▸ **DOCUMENT PASSAGE**
»»
A year ago this coming January, my boyfriend of a year and a half and I broke things off because that's the way I wanted it at the time. Our relationship was pretty much a trainwreck filled with awful trust issues, constant crying and fighting...there was absolutely nothing good about our relationship other than the fact that we were completely crazy about each other and loved each other on such a deep level.
To take things back a little bit....Adam and I had been together for almost a year and were living together at the time, hoping our relationship could work out better if we spent more time together (yes, i know, wrong reason to live together). Our first Valentine's day he surprised me with a gorgeous promise ring..which he had never done for previous girlfriends. We broke up just a little bit after our one year anniversary in July, but things weren't completely over. We skirted around our breakup issues for awhile..we still hung out, talked mostly everyday, but he didn't want to be back together and I did. The summer came to an end and I had finally come to terms with the way things were between us. We talked about getting back together and decided a weekend away camping with his family would be really helpful for us and our relationship. Sure enough, the weekend away gave us hope that things weren't over between us and we decided to give it another shot...this was in October of last year. A few weeks back into our relationship I found out Adam had developed an online relationship with some random woman he had met off of a myspace chat room which is hurtful and confusing...he had been so crazy about me and so sure he wanted to be back together. I was so hurt and obviously it didn't help that we had trust issues to begin with...so after many long talks and the two of us crying together (he didn't cry much..but when he did it meant he was passionate about it and in a sad way it made me feel good to know how much he cared), we decided to keep trying, we did not want to give up. After a few weeks of trying and continuously fighting over this mystery woman, I came into contact with her only to find out Adam had called her a few times..while we had been together. I'll admit that Adam having friends who were women did not bother me in the slightest..the fact that this woman was kept secret from me was what I had the issue with. And to be honest, phone calls--ehh not a big deal..but lying about anything is a HUGE deal to me. Anyways...he lied about talking to her over the phone at all and I decided I had had enough...This all took place over October and November of last year (07').
A few months went by and Adam and I were in limbo again. Still hanging out and talking. This time, he was desperate to get me back. He did all the little things he had never done during our relationship and I very honestly wanted nothing to do with him..he kind of disgusted me in a way. So I blew him off for a couple months and probably took him on an emotional rollercoaster ride, unintentionally of course. I just wasn't sure if he was really changing or if this was still the same old Adam..I was confused and I didn't want to get more emotionally hurt than I was at that time. Things went on this way for a few months until the beginning of January and I heard through the grapevine he had slept with someone else and my heart shattered. As soon as I heard I immediately called him, professing my love to him and telling him how much I had realized I wanted to be us again..and I wanted it now. Needless to say Adam was apprehensive...and at that time I had another man interested in me...Dan. Who I had "known of" in high school but never talked to...he was a starter on the football team and one of the guys I constantly talked to my friends about commenting on how HOT i thought he was.(which really didn't matter to me...high school was 4 years ago..big deal)
««
▸ **SUPPLIED DATA**
»»
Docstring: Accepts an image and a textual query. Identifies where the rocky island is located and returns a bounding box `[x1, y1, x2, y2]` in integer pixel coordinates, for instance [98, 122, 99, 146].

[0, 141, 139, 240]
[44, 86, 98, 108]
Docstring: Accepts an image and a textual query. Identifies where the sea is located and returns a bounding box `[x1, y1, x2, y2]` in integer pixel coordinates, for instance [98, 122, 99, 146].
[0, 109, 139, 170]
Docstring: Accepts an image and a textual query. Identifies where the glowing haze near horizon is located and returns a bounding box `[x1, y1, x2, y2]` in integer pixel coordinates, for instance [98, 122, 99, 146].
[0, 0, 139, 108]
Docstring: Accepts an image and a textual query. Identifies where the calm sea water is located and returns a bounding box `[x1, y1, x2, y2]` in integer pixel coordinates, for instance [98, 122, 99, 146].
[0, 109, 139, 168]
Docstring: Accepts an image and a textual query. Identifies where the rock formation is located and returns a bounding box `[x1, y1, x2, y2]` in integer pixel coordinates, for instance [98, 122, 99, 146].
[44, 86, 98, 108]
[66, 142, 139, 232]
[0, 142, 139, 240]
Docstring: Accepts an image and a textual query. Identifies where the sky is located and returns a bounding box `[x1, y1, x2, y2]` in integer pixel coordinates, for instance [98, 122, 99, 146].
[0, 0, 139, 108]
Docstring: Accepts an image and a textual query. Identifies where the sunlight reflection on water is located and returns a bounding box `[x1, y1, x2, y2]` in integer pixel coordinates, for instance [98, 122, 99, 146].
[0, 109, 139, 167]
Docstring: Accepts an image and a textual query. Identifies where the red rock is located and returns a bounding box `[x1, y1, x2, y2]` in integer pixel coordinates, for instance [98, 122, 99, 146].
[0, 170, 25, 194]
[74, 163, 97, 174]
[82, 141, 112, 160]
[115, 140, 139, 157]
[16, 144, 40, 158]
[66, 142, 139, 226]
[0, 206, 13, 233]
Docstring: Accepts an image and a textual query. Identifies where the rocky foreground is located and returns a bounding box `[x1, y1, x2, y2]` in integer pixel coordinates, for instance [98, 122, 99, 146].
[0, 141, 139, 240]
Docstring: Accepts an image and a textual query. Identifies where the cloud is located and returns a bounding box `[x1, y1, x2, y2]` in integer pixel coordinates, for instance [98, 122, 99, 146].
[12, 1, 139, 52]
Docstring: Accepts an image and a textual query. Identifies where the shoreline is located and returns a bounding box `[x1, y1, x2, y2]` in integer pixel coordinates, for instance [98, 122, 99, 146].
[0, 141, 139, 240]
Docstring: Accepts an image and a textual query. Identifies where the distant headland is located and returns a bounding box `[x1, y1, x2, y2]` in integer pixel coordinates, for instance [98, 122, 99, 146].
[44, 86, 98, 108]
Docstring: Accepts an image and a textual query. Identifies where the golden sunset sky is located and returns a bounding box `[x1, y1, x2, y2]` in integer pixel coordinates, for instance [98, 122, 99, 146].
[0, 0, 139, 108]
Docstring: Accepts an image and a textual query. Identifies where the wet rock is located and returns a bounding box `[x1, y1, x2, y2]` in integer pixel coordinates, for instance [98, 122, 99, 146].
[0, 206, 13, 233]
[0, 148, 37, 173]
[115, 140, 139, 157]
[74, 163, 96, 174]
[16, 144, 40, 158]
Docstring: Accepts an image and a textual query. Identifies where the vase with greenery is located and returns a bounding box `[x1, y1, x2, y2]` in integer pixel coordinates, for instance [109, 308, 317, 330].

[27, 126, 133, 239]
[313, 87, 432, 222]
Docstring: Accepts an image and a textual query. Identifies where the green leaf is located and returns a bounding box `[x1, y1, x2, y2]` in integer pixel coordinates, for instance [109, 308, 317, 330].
««
▸ **REQUEST**
Update the relationship story between "A year ago this" and "a deep level.", inclusive, changing "trainwreck" to "disaster".

▸ **RESPONSE**
A year ago this coming January, my boyfriend of a year and a half and I broke things off because that's the way I wanted it at the time. Our relationship was pretty much a disaster filled with awful trust issues, constant crying and fighting...there was absolutely nothing good about our relationship other than the fact that we were completely crazy about each other and loved each other on such a deep level.